Dataset records Start Marker
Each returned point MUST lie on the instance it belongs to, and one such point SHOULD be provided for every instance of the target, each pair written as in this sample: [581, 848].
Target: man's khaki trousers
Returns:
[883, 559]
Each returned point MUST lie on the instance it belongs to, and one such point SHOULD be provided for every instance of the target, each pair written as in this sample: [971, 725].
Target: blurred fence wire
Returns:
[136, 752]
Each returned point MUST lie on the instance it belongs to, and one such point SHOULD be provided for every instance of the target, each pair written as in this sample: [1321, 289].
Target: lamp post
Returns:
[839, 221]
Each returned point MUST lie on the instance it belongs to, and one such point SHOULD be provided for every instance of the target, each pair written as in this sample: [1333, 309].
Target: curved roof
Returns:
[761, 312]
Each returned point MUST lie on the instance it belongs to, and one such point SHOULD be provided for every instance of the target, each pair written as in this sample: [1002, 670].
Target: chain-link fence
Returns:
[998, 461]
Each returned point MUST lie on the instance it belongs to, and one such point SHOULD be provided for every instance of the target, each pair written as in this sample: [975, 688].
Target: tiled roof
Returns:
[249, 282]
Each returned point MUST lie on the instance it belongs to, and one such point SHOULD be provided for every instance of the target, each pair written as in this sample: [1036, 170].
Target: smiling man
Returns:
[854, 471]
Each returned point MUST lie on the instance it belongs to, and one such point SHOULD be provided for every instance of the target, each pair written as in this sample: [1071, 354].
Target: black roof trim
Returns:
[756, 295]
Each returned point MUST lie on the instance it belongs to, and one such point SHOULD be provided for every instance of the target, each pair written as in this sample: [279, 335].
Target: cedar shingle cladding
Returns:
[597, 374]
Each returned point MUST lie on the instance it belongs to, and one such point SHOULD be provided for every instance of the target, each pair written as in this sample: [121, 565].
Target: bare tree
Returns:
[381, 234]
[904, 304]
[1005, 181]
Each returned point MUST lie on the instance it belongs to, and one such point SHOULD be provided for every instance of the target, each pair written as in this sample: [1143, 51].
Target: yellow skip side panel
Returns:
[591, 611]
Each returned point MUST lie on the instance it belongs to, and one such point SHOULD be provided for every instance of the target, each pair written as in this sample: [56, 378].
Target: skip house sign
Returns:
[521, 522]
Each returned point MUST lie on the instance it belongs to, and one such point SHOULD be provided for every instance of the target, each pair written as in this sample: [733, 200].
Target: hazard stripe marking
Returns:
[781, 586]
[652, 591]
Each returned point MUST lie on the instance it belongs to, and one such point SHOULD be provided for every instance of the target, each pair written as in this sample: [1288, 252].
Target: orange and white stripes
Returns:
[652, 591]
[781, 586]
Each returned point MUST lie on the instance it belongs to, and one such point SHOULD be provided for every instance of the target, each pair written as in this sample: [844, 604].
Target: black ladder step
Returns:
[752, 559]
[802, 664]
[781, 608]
Dataset records End Marker
**Exercise brief**
Copy each line holding the word "roof" from the listing above.

**Written solution**
Target: curved roof
Target: tiled roof
Target: black roof trim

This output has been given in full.